** Consegne **
**A)** Riporta fedelmente il tratto del brano di riferimento che va da "Sono un assiduo" fino a "malsano - divertimento.".
**B)** Traduci in inglese questa frase del brano di riferimento: "Una curiosità, un desiderio di comprendere che malgrado ogni sforzo rimane a tutt’oggi frustrato, e che ormai dev’essersi tramutato in puro - e malsano - divertimento."
**C)** Secondo il brano di riferimento, su quale emittente va in onda il "Processo di Biscardi"?

** Brano di riferimento **
<<<<

Le stupefacenti considerazioni dello scrittore Ferdinando Camon sui rapporti fra Nord e Sud.

Sono un assiduo spettatore del "Processo di Biscardi", quella stravagante trasmissione di Tmc dove strillano, s’insultano, si danno sulla voce, fanno di ogni minuzia una tragedia e di ogni cacatina di mosca uno scoop, dicono tutto e il suo contrario da una settimana all’altra. Non che il calcio m’interessi molto: ne so ovviamente quel tanto da capire i ragionamenti (si fa per dire) di quei sedicenti esperti, ma la motivazione che mi induce a seguire il programma ha tutt’altra origine: è l’interesse quasi morboso nei confronti di una frazione di umanità i cui percorsi logici, le cui scale di valori mi sfuggono; che mi appare insomma totalmente aliena. Una curiosità, un desiderio di comprendere che malgrado ogni sforzo rimane a tutt’oggi frustrato, e che ormai dev’essersi tramutato in puro - e malsano - divertimento.

>>>>

** Record **
<<<<

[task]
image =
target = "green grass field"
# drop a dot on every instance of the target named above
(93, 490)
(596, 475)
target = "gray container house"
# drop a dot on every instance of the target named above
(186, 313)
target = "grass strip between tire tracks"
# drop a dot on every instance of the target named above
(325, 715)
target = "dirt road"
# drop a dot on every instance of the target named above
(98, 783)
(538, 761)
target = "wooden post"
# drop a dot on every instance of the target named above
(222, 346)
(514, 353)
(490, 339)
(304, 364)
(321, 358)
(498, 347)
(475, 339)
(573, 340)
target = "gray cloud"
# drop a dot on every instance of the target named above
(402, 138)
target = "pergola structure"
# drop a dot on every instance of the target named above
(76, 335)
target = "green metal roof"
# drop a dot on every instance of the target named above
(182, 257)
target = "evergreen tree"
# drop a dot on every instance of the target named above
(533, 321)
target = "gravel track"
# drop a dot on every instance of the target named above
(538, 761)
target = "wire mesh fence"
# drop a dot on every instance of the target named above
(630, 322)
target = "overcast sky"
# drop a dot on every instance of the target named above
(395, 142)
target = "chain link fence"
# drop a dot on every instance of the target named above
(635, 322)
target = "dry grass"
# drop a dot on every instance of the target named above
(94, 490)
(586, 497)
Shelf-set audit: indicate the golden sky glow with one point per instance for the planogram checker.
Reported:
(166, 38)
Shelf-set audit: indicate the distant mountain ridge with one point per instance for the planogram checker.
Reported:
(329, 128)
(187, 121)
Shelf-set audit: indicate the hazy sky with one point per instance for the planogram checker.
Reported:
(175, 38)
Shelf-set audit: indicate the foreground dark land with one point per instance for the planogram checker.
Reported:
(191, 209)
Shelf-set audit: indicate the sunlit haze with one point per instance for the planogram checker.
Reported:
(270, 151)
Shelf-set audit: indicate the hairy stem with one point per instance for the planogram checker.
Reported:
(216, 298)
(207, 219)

>>>>

** Soluzioni **
**A)**
Sono un assiduo spettatore del "Processo di Biscardi", quella stravagante trasmissione di Tmc dove strillano, s’insultano, si danno sulla voce, fanno di ogni minuzia una tragedia e di ogni cacatina di mosca uno scoop, dicono tutto e il suo contrario da una settimana all’altra. Non che il calcio m’interessi molto: ne so ovviamente quel tanto da capire i ragionamenti (si fa per dire) di quei sedicenti esperti, ma la motivazione che mi induce a seguire il programma ha tutt’altra origine: è l’interesse quasi morboso nei confronti di una frazione di umanità i cui percorsi logici, le cui scale di valori mi sfuggono; che mi appare insomma totalmente aliena. Una curiosità, un desiderio di comprendere che malgrado ogni sforzo rimane a tutt’oggi frustrato, e che ormai dev’essersi tramutato in puro - e malsano - divertimento.

**B)** A curiosity, a desire to understand that despite every effort remains frustrated to this day, and that by now must have turned into pure, and unhealthy, amusement.

**C)** Su Tmc.